Nosema apis führt vor allem im Frühjahr zu Symptomen, die sich im Rückgang der Bienenpopulation, Totenfall und Kotflecken („Pünktchenkette“) auf Waben und Flugbrett äußern. Nosema ceranae (mittlerweile häufiger) führt hingegen ganzjährig zum Auftreten von flugunfähigen Bienen („Krabbler“), dem Rückgang der Bienenpopulation, geringerer Honigproduktion bis hin zum Völkerzusammenbruch.
Ruhr
Als Ruhr bezeichnet man eine nicht ansteckende Durchfallerkrankung, die meist durch eine Störung der Winterruhe verursacht wird (Mäuse, schlagende Äste, stetige Tropfen). Die Störung führt zu einer übermäßigen Futteraufnahme der Bienen. Auch ungeeignetse oder verdorbenes Futter kann die Ursache sein. Typischer Zeitpunkt für das Auftreten ist Januar bis März (Pohl 2019 S. 86). Kennzeichen sind Verkotungen auf den Waben, der flüssige Kot trocknet dunkelbraun bis schwarz und kann sich in den Zellrinnen sammeln. Von Ruhr zu unterscheiden sind die Amöbenruhr und die Nosemose. Weder Farbe noch Konstistenz noch Geruch des Bienenkots lassen eine eindeutige Zuordnung zu einer Krankheitsursache zu. Als Behandlungsvarianten kommen abwarten oder, wenn die Bienen Futter annehmen, die Gaben von Zuckerwasser 1:1 in Frage (LWG Bayern).

- **Gezeigtes Material**
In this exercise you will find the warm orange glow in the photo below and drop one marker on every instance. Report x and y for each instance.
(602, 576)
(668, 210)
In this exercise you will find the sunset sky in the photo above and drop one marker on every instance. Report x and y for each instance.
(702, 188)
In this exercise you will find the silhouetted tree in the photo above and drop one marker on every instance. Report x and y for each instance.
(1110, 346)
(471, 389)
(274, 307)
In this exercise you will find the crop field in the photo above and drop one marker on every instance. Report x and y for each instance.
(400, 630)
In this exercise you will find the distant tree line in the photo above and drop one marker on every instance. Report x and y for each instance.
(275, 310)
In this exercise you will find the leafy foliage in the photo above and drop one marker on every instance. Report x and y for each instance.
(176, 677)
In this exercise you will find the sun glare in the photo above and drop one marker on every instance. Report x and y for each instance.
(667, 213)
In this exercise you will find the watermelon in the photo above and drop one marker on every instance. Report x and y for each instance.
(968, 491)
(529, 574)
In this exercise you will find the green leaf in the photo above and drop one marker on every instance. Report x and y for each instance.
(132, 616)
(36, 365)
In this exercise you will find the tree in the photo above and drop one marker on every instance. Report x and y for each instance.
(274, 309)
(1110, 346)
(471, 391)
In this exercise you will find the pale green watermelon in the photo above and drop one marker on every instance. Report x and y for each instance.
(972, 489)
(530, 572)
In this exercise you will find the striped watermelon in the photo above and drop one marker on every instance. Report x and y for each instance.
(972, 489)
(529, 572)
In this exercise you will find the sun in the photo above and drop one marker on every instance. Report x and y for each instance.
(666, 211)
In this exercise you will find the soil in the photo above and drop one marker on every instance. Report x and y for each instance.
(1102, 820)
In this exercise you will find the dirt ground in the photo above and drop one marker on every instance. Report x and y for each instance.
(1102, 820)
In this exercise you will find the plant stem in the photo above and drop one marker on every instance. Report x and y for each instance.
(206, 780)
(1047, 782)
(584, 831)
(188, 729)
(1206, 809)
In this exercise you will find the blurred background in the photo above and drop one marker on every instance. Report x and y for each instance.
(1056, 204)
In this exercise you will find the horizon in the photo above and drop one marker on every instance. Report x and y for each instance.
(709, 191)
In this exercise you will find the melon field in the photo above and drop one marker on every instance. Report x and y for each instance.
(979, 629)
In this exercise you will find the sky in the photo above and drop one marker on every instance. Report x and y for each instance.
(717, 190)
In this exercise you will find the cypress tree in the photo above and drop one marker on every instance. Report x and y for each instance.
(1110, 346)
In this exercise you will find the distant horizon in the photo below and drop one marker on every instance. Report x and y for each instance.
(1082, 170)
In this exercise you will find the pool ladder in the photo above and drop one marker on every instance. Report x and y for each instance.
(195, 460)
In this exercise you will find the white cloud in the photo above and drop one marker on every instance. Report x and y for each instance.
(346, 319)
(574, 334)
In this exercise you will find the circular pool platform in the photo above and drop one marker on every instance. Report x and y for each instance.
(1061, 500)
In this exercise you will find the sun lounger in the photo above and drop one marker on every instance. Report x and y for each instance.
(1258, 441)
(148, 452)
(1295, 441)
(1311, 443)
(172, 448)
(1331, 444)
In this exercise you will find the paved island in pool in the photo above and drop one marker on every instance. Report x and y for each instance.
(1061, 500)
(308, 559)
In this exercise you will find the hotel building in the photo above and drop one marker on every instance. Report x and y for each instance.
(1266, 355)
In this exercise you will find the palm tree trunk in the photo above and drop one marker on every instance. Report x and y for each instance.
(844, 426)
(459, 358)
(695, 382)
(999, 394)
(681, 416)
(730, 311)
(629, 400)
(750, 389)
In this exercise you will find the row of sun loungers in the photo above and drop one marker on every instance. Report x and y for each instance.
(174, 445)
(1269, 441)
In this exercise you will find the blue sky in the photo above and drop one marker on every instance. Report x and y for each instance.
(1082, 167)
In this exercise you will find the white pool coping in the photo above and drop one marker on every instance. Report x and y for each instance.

- **Aufgabe**
Schreibe den Text über Bienenkrankheiten im Anschluss an seinen letzten Satz weiter.

- **Antwortfeld**
Simmertopf
Ein Simmertopf oder Wasserbadtopf ist ein spezieller Kochbehälter, der aus zwei ineinander gefügten Töpfen mit einem Zwischenraum besteht. Der Raum zwischen äußerem und innerem Topf wird mit Wasser gefüllt. Der innere Topf erhält das zu erwärmende Gut, z.B. Milch oder Bienenwachs. Durch die Erwärmung des Wassers im äußeren Topf wird der Inhalt des inneren Topfes schonend und gleichmäßig erhitzt. Dabei steigt die Temperatur im inneren Topf nicht über 100°C. Dies verhindert ein Anbrennen oder Überhitzen empfindlicher Lebensmittel oder z.B. Wachs.
Anwendungsfall in der Imkerei: In der Imkerei wird ein Simmertopf, manchmal in einer speziellen Bauweise mit Ausgussröhchen, zur weiteren Verarbeitung von Bienenwachs verwendet. Damit können dann Mittelwände angegossen oder filigrane Kerzenformen gefüllt werden.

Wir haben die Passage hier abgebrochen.